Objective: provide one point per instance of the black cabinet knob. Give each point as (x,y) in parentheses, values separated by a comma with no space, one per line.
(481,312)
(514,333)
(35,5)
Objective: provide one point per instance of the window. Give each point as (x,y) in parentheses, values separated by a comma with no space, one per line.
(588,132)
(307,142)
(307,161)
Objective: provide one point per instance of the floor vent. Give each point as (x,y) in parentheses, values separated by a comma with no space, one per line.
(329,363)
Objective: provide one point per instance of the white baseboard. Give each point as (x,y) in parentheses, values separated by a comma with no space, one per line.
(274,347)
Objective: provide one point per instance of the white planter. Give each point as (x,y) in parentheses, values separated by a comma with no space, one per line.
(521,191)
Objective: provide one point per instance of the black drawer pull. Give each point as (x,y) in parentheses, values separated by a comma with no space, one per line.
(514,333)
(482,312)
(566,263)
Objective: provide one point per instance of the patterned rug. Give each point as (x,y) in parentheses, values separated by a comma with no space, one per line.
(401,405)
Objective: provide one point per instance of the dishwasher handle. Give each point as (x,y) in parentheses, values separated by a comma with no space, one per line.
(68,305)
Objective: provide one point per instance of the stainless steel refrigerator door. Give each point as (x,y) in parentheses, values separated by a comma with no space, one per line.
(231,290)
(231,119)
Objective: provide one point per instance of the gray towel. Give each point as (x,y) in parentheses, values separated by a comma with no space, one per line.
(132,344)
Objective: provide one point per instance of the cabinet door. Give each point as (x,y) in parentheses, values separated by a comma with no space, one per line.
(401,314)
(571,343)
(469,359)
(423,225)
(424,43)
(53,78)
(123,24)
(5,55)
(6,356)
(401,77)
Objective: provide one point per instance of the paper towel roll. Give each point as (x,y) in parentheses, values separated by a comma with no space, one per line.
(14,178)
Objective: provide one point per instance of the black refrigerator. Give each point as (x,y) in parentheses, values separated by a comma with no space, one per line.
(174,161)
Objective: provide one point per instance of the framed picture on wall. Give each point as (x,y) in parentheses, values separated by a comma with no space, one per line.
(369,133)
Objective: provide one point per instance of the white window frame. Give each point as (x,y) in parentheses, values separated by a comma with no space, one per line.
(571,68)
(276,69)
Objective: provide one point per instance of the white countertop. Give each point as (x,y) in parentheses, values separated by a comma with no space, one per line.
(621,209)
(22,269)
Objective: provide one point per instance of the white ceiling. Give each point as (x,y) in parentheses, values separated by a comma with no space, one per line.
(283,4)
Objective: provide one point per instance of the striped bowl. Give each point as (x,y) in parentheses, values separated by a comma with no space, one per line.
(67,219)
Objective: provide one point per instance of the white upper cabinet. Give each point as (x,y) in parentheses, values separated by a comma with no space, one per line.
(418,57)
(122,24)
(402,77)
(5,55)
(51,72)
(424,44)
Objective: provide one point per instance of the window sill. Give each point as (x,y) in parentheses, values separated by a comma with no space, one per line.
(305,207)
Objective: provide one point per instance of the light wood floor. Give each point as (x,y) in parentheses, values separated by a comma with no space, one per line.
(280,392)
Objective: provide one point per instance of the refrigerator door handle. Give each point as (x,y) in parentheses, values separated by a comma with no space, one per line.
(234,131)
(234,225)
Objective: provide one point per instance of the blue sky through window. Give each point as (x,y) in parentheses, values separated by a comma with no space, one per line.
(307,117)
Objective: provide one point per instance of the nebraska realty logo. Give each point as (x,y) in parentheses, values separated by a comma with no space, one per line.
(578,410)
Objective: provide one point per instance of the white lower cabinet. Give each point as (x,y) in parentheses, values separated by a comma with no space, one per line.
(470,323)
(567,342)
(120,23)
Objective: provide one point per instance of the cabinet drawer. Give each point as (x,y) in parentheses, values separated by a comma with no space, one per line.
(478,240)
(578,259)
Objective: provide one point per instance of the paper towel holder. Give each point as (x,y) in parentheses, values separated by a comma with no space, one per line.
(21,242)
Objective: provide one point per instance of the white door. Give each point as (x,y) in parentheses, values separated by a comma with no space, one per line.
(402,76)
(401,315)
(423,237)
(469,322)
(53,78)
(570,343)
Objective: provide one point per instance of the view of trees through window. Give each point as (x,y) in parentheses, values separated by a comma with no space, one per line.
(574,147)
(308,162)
☆ ☆ ☆ ☆ ☆
Each record above should be returned exactly as it appears.

◆ Problem solution:
Objective: provide one point per instance of the black cabinet knob. Give each point as (x,y) in parentheses, values separated by a comma with no space, one per line.
(481,312)
(514,333)
(35,5)
Objective: provide one point per instance of the window. Give each point as (x,y) in parentheses, values separated by a comma with no space, one per line.
(588,132)
(307,142)
(307,161)
Objective: provide one point per instance of the floor vent. Give each point as (x,y) in parentheses, values separated by a comma with no space, one per line.
(329,363)
Objective: provide one point per instance of the white baseboard. Give each point as (x,y) in parentheses, values separated by a comma with no space, one per line.
(274,347)
Objective: provide one point per instance of the white planter. Give each point as (x,y) in parentheses, values separated by a comma with no space, one per line.
(521,191)
Objective: provide one point per instance of the black drawer pull. Give each point as (x,y) in parentheses, values separated by a comma with no space, one per line.
(514,333)
(482,312)
(566,263)
Objective: provide one point per instance of the patterned rug. Give each point as (x,y) in parentheses, values separated by a comma with no space, one per line.
(401,405)
Objective: provide one point per instance of the dishwasher handle. Give each point as (x,y) in parentheses, values separated by a comma with no space, one per line.
(68,305)
Objective: provide one point per instance of the stainless steel refrigerator door. Give each point as (x,y) in parentheses, values separated by a comma with no space, one per line.
(231,290)
(231,119)
Objective: provide one point per instance of the gray towel. Give each point as (x,y) in parentheses, values separated by a comma with no space, one per line.
(132,344)
Objective: provide one point per instance of the cabinet door. Give each point as (x,y) in parentheses, values separated by a comma with no space, one per line.
(401,314)
(571,343)
(469,359)
(423,225)
(424,43)
(53,78)
(123,24)
(5,55)
(6,356)
(401,77)
Objective: provide one point per instance of the paper towel roll. Give each point as (x,y) in parentheses, values separated by a comma with no space, one per line.
(14,178)
Objective: provide one point per instance of the black refrigerator. Give each point as (x,y) in parentheses, values separated by a comma with no space, one per line.
(174,161)
Objective: provide one point per instance of the framed picture on wall. Give each point as (x,y) in parentheses, values separated by a comma with no space, one per line.
(369,133)
Objective: provide one point per instance of the white window frame. Give each point as (x,y) in parentheses, values separated by a comma with no space, one per line.
(571,68)
(276,69)
Objective: provide one point per instance of the white countertop. Give each point as (x,y) in parentheses, values separated by a comma with no space, one per line.
(621,209)
(22,269)
Objective: provide one point per instance of the white ceiling. Give each point as (x,y) in parentheses, values separated by a comma with no space, one per line.
(283,4)
Objective: provide one point per instance of the striped bowl. Give each point as (x,y) in parentheses, values separated by a comma with no space, one per line.
(67,219)
Objective: provide one point per instance of the white upper cabinet. Give each point as (x,y) in parentheses, values separated by a comma with no space, one per line.
(418,57)
(122,24)
(402,77)
(5,55)
(51,72)
(424,44)
Objective: provide one point per instance of the window sill. Give each point as (x,y) in parentheses, values separated by a comma with no space, one per line.
(305,207)
Objective: provide one point per instance of the light wood floor. Give each point as (x,y) in parentheses, values separated by a comma with no space, one per line.
(280,392)
Objective: provide one point per instance of the refrigerator door handle. Give each point as (x,y) in parentheses, values separated by a comma with no space, one per line.
(234,131)
(234,225)
Objective: provide one point per instance of the blue sky through window. Give each point as (x,y) in parentheses, values separated by a comma with no space, one per line.
(307,117)
Objective: provide one point per instance of the nebraska realty logo. Give each point as (x,y) in parentheses, values separated by a comma with no space, one per line.
(578,410)
Objective: provide one point per instance of the white lower cabinet. Give each point as (x,y) in parentheses, values separated by a comma with no space, one per line.
(470,323)
(567,342)
(120,23)
Objective: provide one point per instance of the cabinet drawer. Give each point as (x,y) in parentheses, values separated by a comma with no space, one per line.
(478,240)
(578,259)
Objective: provide one point per instance of the paper towel holder. Give each point as (x,y) in parentheses, values separated by a comma with no space, one per line.
(21,242)
Objective: provide one point per instance of the white door. Give each point as (x,y) in parentheses, values separated by a comma with no space, one per line.
(402,76)
(401,315)
(423,237)
(469,322)
(53,78)
(570,343)
Objective: provide one point per instance of the view of trees through window. Give each point as (x,y) in parentheses, values separated by a comma with no space, one per line.
(574,147)
(308,162)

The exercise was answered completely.